What is being asked.
I need the lines below from the one with "Target: side gable" down to the one with "Annotate the pine" reproduced exactly, both ends included, and nothing else.

Dataset entries

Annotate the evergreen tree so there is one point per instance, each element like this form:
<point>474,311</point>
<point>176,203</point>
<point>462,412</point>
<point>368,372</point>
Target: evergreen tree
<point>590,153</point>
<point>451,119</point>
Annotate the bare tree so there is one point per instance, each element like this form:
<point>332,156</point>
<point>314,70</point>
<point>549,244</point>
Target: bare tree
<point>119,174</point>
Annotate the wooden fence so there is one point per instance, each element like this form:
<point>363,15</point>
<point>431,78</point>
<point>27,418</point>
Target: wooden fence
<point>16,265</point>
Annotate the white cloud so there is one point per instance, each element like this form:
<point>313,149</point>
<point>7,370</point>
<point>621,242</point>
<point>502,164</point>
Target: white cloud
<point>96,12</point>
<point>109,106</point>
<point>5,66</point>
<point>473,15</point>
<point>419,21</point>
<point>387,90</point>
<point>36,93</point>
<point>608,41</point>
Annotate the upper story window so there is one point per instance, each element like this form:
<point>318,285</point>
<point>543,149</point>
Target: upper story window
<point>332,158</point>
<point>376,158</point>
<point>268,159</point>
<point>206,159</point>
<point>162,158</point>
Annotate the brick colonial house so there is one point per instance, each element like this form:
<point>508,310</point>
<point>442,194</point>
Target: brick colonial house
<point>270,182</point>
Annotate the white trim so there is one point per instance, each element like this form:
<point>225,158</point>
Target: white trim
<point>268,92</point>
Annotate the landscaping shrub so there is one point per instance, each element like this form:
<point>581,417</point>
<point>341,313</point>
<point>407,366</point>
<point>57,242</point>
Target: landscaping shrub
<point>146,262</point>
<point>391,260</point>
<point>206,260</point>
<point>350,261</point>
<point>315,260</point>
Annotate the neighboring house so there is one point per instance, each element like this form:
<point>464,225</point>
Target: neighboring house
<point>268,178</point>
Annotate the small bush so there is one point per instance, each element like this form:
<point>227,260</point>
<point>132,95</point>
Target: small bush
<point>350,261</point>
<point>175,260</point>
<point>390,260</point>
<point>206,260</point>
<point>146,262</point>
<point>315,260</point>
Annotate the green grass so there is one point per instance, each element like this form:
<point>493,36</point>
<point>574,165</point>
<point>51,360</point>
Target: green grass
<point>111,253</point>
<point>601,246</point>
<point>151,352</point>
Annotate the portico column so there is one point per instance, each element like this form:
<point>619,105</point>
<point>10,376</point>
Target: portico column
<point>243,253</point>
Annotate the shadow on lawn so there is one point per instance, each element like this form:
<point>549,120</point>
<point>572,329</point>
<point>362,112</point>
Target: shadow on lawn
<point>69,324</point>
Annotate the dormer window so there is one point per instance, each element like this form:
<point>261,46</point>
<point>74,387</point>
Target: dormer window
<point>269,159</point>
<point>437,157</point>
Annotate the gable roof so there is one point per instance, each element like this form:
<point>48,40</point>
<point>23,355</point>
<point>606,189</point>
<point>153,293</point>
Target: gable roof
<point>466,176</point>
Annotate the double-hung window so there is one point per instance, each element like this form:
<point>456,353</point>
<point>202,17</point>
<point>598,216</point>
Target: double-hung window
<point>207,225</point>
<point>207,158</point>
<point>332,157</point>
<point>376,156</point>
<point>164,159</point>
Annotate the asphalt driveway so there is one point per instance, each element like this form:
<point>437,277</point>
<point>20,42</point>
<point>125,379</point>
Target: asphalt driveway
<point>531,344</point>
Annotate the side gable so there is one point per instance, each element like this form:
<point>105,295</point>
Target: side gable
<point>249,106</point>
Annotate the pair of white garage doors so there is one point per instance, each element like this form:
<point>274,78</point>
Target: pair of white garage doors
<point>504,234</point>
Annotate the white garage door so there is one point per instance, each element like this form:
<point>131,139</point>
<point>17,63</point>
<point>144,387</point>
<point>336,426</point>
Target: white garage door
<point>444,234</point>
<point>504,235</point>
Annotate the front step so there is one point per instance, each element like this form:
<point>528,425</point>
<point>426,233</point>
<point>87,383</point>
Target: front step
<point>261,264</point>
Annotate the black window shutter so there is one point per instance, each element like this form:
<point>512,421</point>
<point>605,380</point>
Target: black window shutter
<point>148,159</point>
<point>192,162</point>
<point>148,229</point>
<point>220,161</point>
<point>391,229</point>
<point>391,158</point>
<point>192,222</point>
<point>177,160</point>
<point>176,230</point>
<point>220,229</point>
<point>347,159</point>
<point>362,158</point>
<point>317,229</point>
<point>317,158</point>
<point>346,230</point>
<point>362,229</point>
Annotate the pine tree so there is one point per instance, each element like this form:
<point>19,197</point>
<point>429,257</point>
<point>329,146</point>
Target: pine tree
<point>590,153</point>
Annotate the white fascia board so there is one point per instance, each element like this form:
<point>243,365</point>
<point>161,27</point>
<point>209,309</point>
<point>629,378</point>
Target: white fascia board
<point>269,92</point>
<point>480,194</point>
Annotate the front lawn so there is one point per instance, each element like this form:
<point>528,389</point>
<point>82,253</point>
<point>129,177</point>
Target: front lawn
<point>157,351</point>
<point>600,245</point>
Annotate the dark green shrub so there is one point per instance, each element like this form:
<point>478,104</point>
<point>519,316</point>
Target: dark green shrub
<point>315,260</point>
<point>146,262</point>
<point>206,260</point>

Solution to the exercise.
Target: side gable
<point>249,106</point>
Annotate the pair of white garage doors so there is one point per instance, each element like this form:
<point>274,78</point>
Target: pair of white garage doors
<point>504,234</point>
Annotate the white garage door so there is one point per instance, each element like this form:
<point>131,139</point>
<point>17,63</point>
<point>144,387</point>
<point>336,426</point>
Target: white garage door
<point>444,234</point>
<point>504,235</point>
Annotate the front step so there is one point per instance, each element like this form:
<point>528,425</point>
<point>426,233</point>
<point>87,383</point>
Target: front step
<point>261,264</point>
Annotate the black window shutter so there is one point per instance, each element like this form:
<point>512,421</point>
<point>605,380</point>
Target: black window shutter
<point>148,159</point>
<point>192,162</point>
<point>148,229</point>
<point>220,161</point>
<point>391,229</point>
<point>391,158</point>
<point>192,222</point>
<point>177,160</point>
<point>176,230</point>
<point>220,229</point>
<point>347,159</point>
<point>362,158</point>
<point>317,229</point>
<point>317,158</point>
<point>346,230</point>
<point>362,229</point>
Annotate the pine tree so there is one point per instance, each element like this form:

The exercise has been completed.